Exercise objective >>
Write out the material below line for line, leaving out the pictures.

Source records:
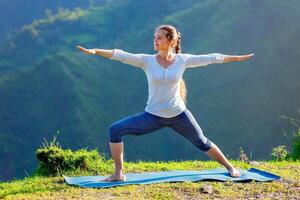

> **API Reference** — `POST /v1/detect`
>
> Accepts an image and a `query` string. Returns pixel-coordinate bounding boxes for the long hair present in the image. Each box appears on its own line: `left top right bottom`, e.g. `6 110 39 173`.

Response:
156 25 187 103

Exercise result >>
> **API Reference** — `POST /v1/detect`
>
> Accepts an image and a `query` string. Returns pixel-coordinate bounding boxes for the long hair present in the image. Each box appears on its own line: `left top right bottom`, e.g. `6 110 39 173`.

Response:
156 25 187 103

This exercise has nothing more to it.